__WHAT TO PRODUCE__: From the rows below, collect and copy every line that contains the string "roof". Case counts.

__DATA SHOWN__:
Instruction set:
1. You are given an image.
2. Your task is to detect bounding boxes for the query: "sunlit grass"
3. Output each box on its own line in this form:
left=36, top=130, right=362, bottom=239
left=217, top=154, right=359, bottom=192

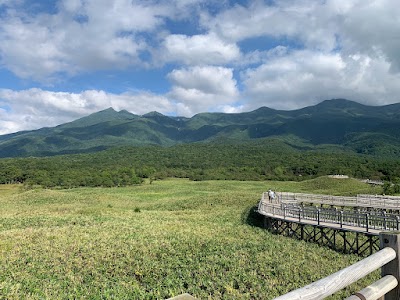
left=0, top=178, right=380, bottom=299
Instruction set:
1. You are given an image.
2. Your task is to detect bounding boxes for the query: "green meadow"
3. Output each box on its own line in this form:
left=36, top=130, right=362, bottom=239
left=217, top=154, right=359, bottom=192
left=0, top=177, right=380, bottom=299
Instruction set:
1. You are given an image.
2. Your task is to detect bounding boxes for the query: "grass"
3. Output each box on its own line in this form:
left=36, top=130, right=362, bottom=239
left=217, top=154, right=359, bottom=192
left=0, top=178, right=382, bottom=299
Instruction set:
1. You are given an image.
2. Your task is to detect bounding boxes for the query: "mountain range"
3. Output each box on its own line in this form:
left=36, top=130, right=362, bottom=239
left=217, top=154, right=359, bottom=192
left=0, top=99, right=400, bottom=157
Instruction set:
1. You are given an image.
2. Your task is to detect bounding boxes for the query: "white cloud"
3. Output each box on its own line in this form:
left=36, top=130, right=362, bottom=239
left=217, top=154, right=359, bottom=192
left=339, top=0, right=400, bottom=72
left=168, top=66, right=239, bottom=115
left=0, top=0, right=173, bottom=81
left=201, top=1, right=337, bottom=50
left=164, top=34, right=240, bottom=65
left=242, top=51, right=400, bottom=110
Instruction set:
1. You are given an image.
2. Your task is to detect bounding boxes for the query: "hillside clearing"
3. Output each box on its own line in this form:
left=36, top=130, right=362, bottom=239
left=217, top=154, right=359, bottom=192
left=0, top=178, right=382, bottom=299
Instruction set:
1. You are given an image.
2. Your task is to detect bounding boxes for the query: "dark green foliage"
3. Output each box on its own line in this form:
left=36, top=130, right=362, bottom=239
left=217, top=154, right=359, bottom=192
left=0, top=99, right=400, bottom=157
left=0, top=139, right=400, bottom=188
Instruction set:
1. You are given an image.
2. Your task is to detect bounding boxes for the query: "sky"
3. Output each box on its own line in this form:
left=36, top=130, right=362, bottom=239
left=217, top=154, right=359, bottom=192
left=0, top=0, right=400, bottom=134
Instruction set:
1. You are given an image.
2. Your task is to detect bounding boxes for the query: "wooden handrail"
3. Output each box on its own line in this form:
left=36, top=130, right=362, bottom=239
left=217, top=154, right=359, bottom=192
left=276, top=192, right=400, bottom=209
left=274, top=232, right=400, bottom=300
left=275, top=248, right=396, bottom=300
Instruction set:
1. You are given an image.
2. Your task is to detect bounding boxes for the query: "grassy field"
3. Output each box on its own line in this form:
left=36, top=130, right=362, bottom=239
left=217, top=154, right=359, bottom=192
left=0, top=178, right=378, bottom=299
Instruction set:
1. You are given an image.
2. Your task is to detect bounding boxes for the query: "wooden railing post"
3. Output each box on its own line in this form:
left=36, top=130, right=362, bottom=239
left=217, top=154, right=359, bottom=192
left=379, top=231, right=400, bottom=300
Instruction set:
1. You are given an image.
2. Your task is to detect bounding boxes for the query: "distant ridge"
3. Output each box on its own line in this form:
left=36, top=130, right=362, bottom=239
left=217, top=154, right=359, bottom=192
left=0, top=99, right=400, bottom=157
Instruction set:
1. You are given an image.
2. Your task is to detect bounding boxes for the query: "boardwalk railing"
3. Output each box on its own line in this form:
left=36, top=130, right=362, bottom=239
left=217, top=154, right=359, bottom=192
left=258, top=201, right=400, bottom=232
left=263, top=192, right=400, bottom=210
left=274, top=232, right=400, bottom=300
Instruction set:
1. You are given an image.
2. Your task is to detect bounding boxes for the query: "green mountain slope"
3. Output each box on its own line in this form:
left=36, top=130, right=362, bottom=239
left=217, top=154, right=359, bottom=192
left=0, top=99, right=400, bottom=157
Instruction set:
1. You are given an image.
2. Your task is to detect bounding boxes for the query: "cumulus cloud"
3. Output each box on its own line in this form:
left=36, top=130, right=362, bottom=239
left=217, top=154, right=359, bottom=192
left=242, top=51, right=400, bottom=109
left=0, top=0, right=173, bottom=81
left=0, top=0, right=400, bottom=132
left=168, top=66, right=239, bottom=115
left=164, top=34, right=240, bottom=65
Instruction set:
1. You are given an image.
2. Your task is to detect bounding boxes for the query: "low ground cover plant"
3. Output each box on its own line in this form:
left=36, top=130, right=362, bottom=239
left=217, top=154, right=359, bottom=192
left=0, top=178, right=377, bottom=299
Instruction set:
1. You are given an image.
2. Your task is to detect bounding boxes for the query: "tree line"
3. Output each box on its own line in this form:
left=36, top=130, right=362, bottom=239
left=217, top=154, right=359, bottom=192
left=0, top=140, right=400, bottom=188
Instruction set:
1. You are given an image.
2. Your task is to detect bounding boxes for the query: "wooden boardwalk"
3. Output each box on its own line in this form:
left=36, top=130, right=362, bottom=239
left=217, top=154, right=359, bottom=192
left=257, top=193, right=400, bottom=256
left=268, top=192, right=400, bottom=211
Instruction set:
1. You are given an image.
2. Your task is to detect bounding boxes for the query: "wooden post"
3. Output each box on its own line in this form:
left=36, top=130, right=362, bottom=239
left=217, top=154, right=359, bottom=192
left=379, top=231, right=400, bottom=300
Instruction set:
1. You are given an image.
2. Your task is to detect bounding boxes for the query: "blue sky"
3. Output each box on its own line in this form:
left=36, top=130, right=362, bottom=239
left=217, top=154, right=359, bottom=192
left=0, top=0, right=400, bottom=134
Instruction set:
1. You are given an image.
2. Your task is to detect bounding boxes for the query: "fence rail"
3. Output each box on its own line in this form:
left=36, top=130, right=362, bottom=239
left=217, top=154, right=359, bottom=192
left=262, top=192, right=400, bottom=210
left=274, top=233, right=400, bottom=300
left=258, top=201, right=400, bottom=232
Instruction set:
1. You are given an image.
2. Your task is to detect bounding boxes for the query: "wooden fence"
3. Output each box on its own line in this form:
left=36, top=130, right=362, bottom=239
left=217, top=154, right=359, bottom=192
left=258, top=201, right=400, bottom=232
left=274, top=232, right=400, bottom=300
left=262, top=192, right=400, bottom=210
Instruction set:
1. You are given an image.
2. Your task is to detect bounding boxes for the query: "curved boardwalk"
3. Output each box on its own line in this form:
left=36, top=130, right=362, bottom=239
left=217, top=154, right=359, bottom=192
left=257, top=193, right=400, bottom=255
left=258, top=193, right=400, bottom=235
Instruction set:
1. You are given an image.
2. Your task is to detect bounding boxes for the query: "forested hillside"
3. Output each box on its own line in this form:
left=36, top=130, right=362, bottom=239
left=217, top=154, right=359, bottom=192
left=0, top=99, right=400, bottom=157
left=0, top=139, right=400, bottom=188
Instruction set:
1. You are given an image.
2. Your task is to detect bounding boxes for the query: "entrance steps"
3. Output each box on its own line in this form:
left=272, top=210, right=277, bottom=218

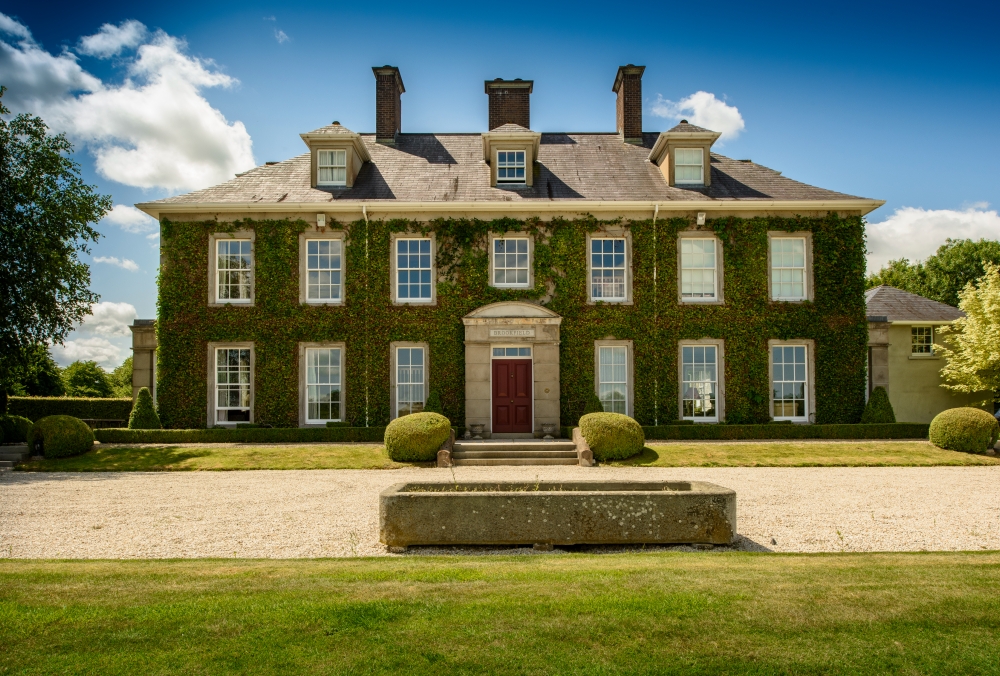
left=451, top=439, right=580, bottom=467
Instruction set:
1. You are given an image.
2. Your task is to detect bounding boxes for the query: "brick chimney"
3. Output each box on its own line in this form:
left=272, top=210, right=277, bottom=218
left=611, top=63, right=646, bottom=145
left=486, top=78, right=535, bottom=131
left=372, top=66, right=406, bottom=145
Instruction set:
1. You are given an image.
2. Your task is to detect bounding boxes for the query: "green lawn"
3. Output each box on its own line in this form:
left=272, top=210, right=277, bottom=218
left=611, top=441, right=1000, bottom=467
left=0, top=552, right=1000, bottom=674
...
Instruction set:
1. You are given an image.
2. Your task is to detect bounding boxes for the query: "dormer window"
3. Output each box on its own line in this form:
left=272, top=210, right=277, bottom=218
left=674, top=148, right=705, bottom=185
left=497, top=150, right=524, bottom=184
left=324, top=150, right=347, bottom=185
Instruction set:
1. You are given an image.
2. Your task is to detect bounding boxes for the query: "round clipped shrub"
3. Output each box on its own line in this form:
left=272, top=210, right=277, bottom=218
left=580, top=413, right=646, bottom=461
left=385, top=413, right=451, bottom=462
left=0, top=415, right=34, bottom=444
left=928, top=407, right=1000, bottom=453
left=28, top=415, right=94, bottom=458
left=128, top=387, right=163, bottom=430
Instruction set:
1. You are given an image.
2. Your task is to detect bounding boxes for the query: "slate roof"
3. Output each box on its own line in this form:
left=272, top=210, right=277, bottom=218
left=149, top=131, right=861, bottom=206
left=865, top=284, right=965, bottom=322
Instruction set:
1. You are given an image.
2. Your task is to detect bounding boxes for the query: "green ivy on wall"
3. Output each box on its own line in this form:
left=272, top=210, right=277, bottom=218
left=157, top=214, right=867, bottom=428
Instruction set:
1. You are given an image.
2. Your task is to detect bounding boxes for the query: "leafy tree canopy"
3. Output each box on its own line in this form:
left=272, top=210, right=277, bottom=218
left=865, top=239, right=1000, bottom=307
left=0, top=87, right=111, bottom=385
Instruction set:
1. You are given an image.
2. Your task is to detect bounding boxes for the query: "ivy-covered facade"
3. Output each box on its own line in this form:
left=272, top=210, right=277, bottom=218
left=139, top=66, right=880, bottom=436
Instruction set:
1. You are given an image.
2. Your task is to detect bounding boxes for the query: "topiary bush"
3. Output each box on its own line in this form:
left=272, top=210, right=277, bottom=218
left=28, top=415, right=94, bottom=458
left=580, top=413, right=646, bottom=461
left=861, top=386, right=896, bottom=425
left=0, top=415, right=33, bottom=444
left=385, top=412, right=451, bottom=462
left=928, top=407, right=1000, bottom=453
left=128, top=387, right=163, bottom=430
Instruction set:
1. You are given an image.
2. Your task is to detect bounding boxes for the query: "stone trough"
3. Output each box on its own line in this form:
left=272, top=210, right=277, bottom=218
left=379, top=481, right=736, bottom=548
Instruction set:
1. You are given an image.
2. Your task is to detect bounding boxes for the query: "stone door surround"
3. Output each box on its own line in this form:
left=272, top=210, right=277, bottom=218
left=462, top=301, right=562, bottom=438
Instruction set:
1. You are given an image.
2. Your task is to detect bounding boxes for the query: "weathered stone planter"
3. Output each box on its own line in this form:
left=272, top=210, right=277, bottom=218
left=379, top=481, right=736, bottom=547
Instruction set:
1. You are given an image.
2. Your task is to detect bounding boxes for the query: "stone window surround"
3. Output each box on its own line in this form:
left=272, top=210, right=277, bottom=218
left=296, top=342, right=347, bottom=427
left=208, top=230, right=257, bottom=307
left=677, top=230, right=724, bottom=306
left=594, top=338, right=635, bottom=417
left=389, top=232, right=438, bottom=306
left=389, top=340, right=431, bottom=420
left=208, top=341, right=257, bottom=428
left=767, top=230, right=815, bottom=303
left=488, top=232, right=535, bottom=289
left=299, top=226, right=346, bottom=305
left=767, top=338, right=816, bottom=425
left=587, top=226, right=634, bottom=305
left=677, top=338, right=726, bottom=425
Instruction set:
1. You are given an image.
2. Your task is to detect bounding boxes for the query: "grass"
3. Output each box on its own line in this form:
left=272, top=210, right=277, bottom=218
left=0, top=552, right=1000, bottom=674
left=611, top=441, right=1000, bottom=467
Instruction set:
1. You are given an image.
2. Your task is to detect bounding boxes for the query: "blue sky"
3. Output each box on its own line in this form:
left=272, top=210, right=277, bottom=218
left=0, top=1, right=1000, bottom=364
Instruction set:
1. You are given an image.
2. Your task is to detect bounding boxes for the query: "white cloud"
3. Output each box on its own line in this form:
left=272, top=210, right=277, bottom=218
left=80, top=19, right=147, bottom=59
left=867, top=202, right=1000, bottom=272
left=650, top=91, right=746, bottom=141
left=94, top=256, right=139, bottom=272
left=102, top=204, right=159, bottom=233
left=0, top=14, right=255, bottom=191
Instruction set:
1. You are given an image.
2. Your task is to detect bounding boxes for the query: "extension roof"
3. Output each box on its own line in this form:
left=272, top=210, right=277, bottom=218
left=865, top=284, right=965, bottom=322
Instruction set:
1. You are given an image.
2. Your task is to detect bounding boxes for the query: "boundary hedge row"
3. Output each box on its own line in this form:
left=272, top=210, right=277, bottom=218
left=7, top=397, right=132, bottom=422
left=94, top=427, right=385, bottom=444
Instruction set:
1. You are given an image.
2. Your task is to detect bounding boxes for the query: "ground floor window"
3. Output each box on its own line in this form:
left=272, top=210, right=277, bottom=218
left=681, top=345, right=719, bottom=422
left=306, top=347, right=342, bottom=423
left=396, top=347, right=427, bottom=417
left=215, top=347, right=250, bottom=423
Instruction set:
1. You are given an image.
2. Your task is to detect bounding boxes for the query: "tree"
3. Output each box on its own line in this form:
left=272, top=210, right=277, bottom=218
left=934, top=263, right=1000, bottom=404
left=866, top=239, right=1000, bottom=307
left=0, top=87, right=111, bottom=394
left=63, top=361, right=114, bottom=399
--
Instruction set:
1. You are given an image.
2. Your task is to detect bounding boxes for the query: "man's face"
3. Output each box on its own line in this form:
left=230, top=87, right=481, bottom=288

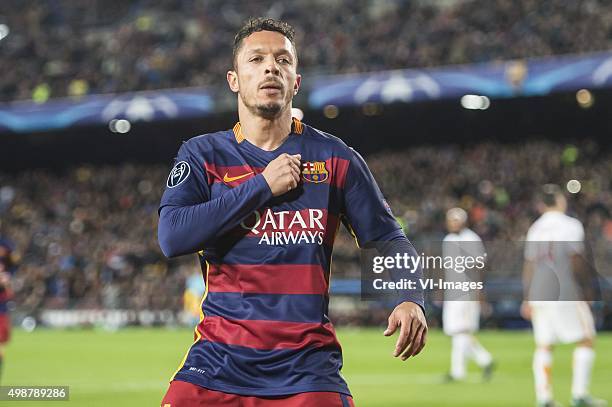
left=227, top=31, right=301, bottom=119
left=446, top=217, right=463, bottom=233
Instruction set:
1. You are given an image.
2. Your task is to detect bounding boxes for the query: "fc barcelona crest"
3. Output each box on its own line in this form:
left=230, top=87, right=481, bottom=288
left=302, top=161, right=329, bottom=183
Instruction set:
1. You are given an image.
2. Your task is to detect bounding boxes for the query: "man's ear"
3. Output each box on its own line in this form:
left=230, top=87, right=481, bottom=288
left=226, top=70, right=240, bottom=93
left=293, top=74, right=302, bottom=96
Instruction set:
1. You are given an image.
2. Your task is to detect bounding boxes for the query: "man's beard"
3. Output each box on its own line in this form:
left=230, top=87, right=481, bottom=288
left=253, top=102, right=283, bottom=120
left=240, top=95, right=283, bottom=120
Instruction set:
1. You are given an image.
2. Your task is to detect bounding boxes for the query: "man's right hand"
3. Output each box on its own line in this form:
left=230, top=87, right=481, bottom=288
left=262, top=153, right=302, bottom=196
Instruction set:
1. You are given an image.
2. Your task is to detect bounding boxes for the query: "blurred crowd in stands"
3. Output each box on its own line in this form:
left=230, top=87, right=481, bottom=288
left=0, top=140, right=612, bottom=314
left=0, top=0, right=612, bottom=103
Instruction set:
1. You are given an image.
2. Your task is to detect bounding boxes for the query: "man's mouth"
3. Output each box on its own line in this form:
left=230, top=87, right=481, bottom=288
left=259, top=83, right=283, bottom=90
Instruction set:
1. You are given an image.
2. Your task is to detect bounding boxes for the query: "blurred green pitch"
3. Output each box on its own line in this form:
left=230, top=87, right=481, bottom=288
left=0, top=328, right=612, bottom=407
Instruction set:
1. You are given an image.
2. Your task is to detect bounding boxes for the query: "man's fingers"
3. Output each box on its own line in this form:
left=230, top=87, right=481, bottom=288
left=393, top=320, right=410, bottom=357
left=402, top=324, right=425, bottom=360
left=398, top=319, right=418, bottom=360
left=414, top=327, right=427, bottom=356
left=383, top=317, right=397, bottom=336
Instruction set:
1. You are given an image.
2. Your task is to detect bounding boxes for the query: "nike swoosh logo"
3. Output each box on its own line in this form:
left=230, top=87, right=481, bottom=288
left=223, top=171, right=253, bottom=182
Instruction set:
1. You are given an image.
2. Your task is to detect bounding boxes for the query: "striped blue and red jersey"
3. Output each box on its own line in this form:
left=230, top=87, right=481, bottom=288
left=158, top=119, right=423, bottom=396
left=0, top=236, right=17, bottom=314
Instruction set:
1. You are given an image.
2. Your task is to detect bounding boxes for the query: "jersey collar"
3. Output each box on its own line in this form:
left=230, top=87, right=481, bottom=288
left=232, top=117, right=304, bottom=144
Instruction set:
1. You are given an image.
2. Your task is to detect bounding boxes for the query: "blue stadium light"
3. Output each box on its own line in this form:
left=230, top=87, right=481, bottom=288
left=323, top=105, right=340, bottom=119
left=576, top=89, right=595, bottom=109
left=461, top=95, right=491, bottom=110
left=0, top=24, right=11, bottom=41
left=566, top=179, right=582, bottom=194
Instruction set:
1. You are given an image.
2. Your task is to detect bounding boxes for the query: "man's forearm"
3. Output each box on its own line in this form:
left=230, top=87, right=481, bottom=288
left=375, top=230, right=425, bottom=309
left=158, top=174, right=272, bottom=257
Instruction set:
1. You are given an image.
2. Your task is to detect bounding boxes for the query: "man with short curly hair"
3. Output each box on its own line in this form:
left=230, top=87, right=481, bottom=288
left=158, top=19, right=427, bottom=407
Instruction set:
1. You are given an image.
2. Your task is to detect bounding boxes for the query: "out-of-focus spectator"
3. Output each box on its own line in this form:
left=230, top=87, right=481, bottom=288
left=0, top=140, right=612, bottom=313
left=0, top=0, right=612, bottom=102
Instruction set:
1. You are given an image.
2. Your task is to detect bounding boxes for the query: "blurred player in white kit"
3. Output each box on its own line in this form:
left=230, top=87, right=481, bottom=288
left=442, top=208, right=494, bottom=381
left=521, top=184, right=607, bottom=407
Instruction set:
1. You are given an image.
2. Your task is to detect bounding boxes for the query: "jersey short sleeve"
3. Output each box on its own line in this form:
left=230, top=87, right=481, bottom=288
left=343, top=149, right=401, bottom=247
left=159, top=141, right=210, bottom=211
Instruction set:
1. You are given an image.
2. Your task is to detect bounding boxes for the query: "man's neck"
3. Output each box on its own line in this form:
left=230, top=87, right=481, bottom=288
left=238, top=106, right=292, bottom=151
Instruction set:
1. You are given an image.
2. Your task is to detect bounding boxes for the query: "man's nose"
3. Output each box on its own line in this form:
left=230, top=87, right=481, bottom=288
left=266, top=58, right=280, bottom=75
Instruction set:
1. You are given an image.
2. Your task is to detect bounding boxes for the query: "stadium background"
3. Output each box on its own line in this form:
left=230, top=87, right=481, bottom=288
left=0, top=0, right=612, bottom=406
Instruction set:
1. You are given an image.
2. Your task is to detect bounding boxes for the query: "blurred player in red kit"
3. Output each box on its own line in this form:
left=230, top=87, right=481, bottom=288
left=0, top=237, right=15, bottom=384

__SOLUTION TO THE EXERCISE__:
2. Your task is to detect bounding boxes for the query: "slate roof"
2. Your task is to detect bounding boxes for the query: "extension roof"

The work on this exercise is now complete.